▶ [ИСХОДНЫЙ ФРАГМЕНТ]
Мы жили в Москве — страница 33 из 89

…Американцы не знают истории. Не понимают, что такое страдание. На Востоке немцы — глупые социалисты, а на Западе немцы — глупые проамериканисты».

Анна Зегерс с мужем в Москве по дороге в Армению. Они хотели бы встретиться с Бёллем. Удобный повод: будет просмотр фильма по рассказу Достоевского «Скверный анекдот». Этот фильм запрещен цензурой, но закрытый просмотр на телестудии разрешили.

Генрих, Анна Зегерс и ее муж встречаются как старые знакомые, непринужденно, очень приветливо.

После просмотра едем в ресторан «Арагви», отдельный кабинет. Генриха сажаем рядом с Анной. Я — тамадой и толмачом. Перевожу тосты, вопросы, ответы. Всего труднее, что Алов и Наумов обращаются почти только к Генриху, а я, переводя, стараюсь начинать с Анны. Но ведь она и Роди понимают по-русски… Тост Наумова за трех гениев: «Эйзенштейна, Феллини, Бёлля». Анна Зегерс: «Фильм талантливый, но очень сумрачный. И, по-моему, несправедливый. Вы генерала уважаете больше, чем простых людей. Он и выглядит лучше, и разговаривает лучше. А они все жалкие и противные. Вы их показываете такими, какими он их воображал, — пигмеями, карликами и еще хуже». Алов (сердито): «Мы этого действительно хотели. От таких «маленьких людей» пошел фашизм. Генерал — старомодный болван, а в них — корни современного фашизма. Мы, люди второй половины двадцатого века, знаем о них то, чего не знал Достоевский».

▶ [УСЛОВИЕ ЗАДАНИЯ] Перепишите из отрывка о встрече с Анной Зегерс всё от «Анна Зегерс с» до «на телестудии разрешили.», заменив «Армению» на «Грузию».

▶ [СТРОКИ ДАННЫХ]
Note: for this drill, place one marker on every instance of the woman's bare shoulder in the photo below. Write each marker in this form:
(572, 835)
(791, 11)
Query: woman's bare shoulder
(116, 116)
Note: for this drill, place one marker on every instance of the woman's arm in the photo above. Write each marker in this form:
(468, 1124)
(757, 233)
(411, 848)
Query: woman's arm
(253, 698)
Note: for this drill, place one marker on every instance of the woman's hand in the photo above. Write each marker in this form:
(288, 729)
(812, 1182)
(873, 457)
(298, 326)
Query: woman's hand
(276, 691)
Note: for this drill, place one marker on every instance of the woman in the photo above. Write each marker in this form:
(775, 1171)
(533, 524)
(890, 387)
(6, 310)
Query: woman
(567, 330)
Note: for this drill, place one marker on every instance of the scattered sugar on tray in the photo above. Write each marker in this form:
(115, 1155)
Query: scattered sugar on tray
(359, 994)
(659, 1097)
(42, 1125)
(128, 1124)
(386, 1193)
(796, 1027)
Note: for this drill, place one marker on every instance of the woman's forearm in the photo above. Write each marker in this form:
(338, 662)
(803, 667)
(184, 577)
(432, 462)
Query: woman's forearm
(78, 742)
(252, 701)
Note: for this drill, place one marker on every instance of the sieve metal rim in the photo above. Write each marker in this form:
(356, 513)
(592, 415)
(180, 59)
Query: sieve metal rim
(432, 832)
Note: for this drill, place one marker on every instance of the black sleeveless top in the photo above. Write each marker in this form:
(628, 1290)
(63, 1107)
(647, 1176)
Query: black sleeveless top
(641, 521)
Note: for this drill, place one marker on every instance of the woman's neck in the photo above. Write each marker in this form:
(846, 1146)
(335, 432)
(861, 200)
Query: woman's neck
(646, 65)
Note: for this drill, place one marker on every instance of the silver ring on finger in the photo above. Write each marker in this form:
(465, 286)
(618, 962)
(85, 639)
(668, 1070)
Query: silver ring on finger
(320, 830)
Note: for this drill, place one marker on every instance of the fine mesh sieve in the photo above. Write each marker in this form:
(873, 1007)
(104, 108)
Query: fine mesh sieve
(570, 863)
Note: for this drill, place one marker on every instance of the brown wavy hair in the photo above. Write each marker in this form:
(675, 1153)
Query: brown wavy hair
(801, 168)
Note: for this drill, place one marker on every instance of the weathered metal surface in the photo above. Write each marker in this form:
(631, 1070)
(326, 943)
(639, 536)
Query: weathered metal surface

▶ [РЕШЕНИЕ ЗАДАЧИ]
Анна Зегерс с мужем в Москве по дороге в Грузию. Они хотели бы встретиться с Бёллем. Удобный повод: будет просмотр фильма по рассказу Достоевского «Скверный анекдот». Этот фильм запрещен цензурой, но закрытый просмотр на телестудии разрешили.